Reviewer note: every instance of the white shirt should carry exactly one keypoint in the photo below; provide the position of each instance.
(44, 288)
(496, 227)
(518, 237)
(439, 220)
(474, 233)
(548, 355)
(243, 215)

What the exercise asks:
All records above are to be output again exactly as they stand.

Result:
Reviewer note: every instance of the white shirt should carry exactly one keypoint in the photo below; provide the position of each instance.
(44, 288)
(496, 227)
(518, 237)
(439, 220)
(474, 233)
(548, 355)
(243, 215)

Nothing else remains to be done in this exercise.